### Task statement:
Return every line of the entries below that contains the word "white", matching case exactly.

+++++

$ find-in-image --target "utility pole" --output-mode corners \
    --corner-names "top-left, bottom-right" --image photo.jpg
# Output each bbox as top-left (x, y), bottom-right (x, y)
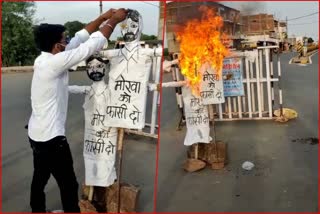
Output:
top-left (99, 0), bottom-right (102, 15)
top-left (286, 16), bottom-right (289, 38)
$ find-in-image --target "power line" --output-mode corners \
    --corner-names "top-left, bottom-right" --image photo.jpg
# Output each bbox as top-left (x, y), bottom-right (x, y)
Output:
top-left (141, 1), bottom-right (159, 8)
top-left (287, 11), bottom-right (319, 21)
top-left (290, 21), bottom-right (319, 25)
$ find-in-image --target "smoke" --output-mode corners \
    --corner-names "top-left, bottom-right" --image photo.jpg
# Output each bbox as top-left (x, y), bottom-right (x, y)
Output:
top-left (239, 1), bottom-right (267, 15)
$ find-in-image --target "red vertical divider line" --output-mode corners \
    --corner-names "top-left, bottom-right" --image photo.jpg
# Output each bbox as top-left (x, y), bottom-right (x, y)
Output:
top-left (318, 0), bottom-right (320, 212)
top-left (153, 0), bottom-right (166, 213)
top-left (0, 1), bottom-right (2, 211)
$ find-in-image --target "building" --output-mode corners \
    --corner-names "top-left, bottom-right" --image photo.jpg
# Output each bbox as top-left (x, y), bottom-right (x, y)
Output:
top-left (240, 13), bottom-right (287, 41)
top-left (166, 2), bottom-right (240, 53)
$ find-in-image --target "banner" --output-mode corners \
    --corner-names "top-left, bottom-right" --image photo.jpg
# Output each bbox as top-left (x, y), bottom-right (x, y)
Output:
top-left (200, 65), bottom-right (225, 105)
top-left (182, 86), bottom-right (212, 146)
top-left (222, 58), bottom-right (244, 97)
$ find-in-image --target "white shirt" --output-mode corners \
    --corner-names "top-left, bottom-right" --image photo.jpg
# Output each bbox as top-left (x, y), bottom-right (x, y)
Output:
top-left (28, 29), bottom-right (107, 141)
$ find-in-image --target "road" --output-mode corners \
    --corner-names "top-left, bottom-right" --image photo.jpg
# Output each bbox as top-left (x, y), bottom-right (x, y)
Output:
top-left (156, 53), bottom-right (318, 212)
top-left (2, 72), bottom-right (156, 212)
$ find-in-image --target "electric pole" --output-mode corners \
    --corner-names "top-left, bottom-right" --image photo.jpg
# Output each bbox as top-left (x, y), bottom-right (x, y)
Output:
top-left (99, 0), bottom-right (102, 15)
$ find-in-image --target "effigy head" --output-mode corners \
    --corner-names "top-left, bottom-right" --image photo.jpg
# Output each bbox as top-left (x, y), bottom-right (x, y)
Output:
top-left (121, 9), bottom-right (143, 42)
top-left (86, 55), bottom-right (110, 82)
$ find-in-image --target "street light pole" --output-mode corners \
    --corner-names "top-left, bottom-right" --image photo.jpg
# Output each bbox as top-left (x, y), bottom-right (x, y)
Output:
top-left (99, 0), bottom-right (102, 15)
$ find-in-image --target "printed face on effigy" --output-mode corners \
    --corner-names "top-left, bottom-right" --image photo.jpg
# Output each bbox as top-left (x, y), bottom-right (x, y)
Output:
top-left (87, 58), bottom-right (108, 82)
top-left (121, 10), bottom-right (142, 43)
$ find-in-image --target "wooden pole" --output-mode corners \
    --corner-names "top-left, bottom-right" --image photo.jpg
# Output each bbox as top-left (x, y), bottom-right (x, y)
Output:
top-left (194, 143), bottom-right (199, 160)
top-left (88, 186), bottom-right (93, 202)
top-left (117, 128), bottom-right (124, 213)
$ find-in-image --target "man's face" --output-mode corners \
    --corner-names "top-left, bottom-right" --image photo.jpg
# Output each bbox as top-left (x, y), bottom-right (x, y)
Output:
top-left (121, 11), bottom-right (141, 42)
top-left (87, 59), bottom-right (106, 81)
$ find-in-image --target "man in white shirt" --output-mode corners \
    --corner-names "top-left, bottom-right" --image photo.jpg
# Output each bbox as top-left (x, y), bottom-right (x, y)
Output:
top-left (28, 9), bottom-right (127, 212)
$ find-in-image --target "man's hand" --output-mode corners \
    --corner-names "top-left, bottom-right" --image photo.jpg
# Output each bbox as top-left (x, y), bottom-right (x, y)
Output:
top-left (100, 8), bottom-right (117, 21)
top-left (100, 8), bottom-right (128, 39)
top-left (111, 8), bottom-right (128, 23)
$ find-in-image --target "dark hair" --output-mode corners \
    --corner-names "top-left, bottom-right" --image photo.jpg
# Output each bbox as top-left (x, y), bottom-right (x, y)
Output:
top-left (34, 24), bottom-right (66, 52)
top-left (86, 55), bottom-right (109, 65)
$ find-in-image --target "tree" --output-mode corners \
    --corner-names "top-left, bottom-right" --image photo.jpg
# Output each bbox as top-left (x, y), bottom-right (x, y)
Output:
top-left (308, 37), bottom-right (314, 44)
top-left (117, 33), bottom-right (158, 41)
top-left (64, 21), bottom-right (86, 38)
top-left (141, 34), bottom-right (157, 41)
top-left (2, 2), bottom-right (38, 66)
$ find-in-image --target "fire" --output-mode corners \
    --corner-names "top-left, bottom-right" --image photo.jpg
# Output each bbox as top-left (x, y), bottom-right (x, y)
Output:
top-left (176, 6), bottom-right (229, 95)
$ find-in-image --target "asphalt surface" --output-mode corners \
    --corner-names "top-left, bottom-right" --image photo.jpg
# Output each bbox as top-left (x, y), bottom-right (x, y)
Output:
top-left (156, 53), bottom-right (318, 212)
top-left (1, 72), bottom-right (157, 212)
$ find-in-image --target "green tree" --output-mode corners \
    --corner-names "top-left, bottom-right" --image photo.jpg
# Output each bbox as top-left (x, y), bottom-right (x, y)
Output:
top-left (1, 2), bottom-right (38, 66)
top-left (117, 33), bottom-right (158, 41)
top-left (308, 37), bottom-right (314, 44)
top-left (141, 34), bottom-right (157, 41)
top-left (64, 21), bottom-right (86, 38)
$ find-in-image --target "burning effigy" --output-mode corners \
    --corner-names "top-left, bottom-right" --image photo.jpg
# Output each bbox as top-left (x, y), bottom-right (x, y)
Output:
top-left (162, 6), bottom-right (229, 171)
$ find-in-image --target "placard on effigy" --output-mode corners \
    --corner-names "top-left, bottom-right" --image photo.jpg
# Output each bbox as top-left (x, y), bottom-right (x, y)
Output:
top-left (182, 86), bottom-right (212, 146)
top-left (200, 66), bottom-right (225, 105)
top-left (102, 48), bottom-right (152, 129)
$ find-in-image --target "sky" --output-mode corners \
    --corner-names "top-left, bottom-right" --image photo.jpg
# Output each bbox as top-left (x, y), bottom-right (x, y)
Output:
top-left (35, 1), bottom-right (159, 40)
top-left (35, 1), bottom-right (319, 41)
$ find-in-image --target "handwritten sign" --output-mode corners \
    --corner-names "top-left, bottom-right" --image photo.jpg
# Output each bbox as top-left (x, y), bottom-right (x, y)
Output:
top-left (83, 85), bottom-right (118, 187)
top-left (200, 68), bottom-right (225, 105)
top-left (182, 86), bottom-right (212, 146)
top-left (106, 50), bottom-right (151, 129)
top-left (222, 58), bottom-right (244, 97)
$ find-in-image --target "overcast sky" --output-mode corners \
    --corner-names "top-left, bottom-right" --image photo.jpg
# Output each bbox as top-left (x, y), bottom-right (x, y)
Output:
top-left (35, 1), bottom-right (159, 40)
top-left (36, 1), bottom-right (319, 40)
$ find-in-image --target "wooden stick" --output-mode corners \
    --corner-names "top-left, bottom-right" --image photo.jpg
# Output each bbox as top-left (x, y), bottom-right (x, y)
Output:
top-left (88, 186), bottom-right (93, 201)
top-left (194, 143), bottom-right (199, 159)
top-left (117, 128), bottom-right (124, 213)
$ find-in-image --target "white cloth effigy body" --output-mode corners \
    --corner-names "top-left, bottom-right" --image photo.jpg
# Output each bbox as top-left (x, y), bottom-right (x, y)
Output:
top-left (83, 84), bottom-right (117, 187)
top-left (182, 86), bottom-right (212, 146)
top-left (106, 43), bottom-right (153, 129)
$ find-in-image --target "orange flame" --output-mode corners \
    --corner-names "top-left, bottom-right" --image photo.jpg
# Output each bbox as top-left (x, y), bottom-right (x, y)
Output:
top-left (176, 6), bottom-right (229, 95)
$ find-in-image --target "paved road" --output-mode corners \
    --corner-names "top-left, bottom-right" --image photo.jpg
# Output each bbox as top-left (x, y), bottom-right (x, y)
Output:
top-left (2, 72), bottom-right (156, 212)
top-left (157, 54), bottom-right (318, 212)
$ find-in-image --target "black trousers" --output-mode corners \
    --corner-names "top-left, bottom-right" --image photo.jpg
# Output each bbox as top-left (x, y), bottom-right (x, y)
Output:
top-left (29, 136), bottom-right (80, 213)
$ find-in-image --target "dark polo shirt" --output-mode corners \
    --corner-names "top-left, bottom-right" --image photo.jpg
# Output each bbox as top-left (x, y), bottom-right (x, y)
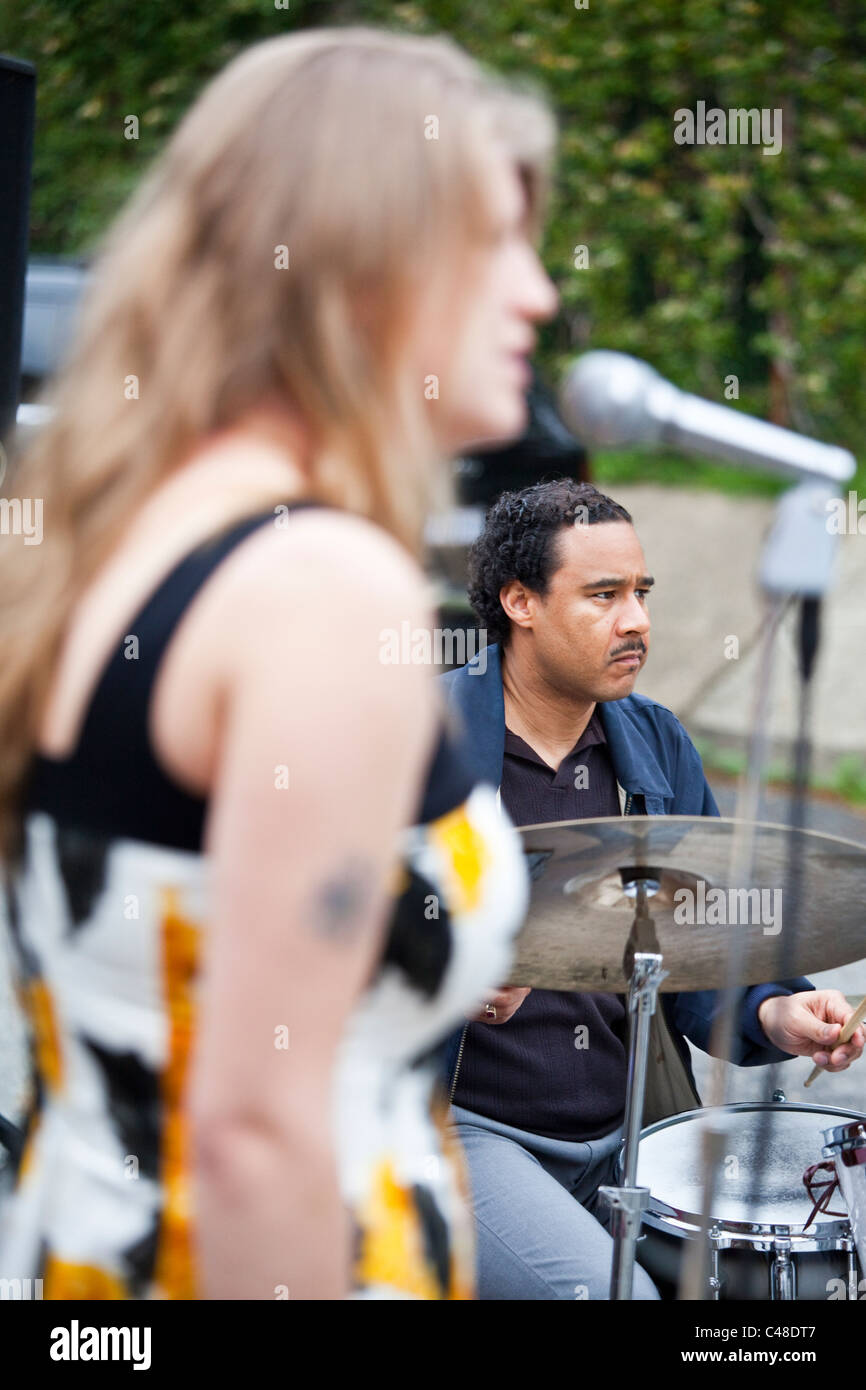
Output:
top-left (453, 709), bottom-right (627, 1140)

+++++

### Correct answer:
$ find-in-image --target "white shirt" --output-mode corners \
$ find-in-image --target "man in white shirt" --output-mode corners \
$ find-in-image --target "white cloth effigy body" --output-mode corners \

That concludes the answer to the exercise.